__Texto de leitura__:
Esquerda comunista – Wikipédia, a enciclopédia livre

A esquerda comunista ou comunismo de esquerda refere-se a várias correntes políticas marxistas que fizeram oposição de esquerda às posições defendidas pelo Bolchevismo. Os personagens mais notáveis da esquerda comunista foram Herman Gorter, Anton Pannekoek, Otto Rühle, Karl Korsch, Amadeo Bordiga, Onorato Damen, Marc Laverne e Paul Mattick. É importante ressaltar que, embora Rosa Luxemburgo tenha vivido antes do surgimento da esquerda comunista, teve grande influência política e teórica sobre essa corrente ideológica.

Posições[editar | editar código-fonte]

Há duas tradições principais dentro da esquerda comunista: a neerlandesa-alemã e a italiana. Ambas se opunham às coalizões com partidos socialistas, ao parlamentarismo, ao nacionalismo e aos movimentos de libertação nacional.

As diversas correntes ligadas à esquerda comunista faziam diferentes análises da Revolução Russa de 1917; porém todas eram bastante críticas quanto ao seu desenvolvimento ulterior, considerando a URSS como um capitalismo de Estado. A crítica estendeu-se também à Internacional comunista.

Sobretudo a corrente neerlandesa-alemã (não tanto a italiana)[1] historicamente posicionou-se numa tradição separada dos marxistas-leninistas (os quais são vistos pela esquerda comunista meramente como o aspecto esquerdista do Capital, ou seja, encaram-nos como uma variação direitista dentro do próprio movimento socialista).

[Dados de origem]
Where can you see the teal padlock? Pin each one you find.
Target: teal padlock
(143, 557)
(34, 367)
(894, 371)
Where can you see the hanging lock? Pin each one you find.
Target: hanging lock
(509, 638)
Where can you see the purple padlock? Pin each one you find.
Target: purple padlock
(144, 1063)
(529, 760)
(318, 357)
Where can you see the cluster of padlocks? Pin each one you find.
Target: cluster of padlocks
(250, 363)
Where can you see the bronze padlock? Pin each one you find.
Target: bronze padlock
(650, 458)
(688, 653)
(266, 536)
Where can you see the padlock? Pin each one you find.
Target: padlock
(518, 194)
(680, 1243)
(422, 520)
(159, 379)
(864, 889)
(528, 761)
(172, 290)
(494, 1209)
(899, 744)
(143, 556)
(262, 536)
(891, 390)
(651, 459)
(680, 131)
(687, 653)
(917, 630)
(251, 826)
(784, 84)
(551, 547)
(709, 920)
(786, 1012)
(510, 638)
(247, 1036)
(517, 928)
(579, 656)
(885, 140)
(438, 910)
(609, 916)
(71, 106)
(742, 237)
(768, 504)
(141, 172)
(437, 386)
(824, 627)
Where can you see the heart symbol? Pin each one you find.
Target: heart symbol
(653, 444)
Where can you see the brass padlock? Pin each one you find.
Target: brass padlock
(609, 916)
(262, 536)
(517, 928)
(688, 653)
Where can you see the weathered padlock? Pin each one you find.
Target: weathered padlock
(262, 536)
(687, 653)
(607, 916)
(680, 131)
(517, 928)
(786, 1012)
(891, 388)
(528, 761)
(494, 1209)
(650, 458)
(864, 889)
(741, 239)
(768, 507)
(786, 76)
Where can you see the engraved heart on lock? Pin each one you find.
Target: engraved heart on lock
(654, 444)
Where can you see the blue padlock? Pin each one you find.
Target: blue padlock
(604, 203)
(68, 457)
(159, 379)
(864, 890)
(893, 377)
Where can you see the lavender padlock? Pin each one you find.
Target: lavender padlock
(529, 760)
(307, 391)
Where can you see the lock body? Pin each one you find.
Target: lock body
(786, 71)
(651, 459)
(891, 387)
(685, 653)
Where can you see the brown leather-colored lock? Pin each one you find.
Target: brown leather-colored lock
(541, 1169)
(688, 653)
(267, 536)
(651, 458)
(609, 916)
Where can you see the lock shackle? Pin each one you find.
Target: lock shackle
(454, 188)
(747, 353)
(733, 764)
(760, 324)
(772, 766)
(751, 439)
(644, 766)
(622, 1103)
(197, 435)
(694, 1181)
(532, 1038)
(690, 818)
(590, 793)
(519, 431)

__Tarefas a realizar__:
a – Responda com base no texto sobre a esquerda comunista:
(i) Quais são as duas tradições principais dentro da esquerda comunista?
(ii) Como as correntes da esquerda comunista consideravam a URSS?
(iii) Quem, mesmo tendo vivido antes do surgimento da esquerda comunista, teve grande influência política e teórica sobre essa corrente?
b – Transcreva do texto sobre a esquerda comunista o trecho que começa em "Posições[editar | editar" e termina em "à Internacional comunista.".

__Respostas do exercício__:
a –
(i) A neerlandesa-alemã e a italiana.
(ii) Como um capitalismo de Estado.
(iii) Rosa Luxemburgo.

b –
Posições[editar | editar código-fonte]

Há duas tradições principais dentro da esquerda comunista: a neerlandesa-alemã e a italiana. Ambas se opunham às coalizões com partidos socialistas, ao parlamentarismo, ao nacionalismo e aos movimentos de libertação nacional.

As diversas correntes ligadas à esquerda comunista faziam diferentes análises da Revolução Russa de 1917; porém todas eram bastante críticas quanto ao seu desenvolvimento ulterior, considerando a URSS como um capitalismo de Estado. A crítica estendeu-se também à Internacional comunista.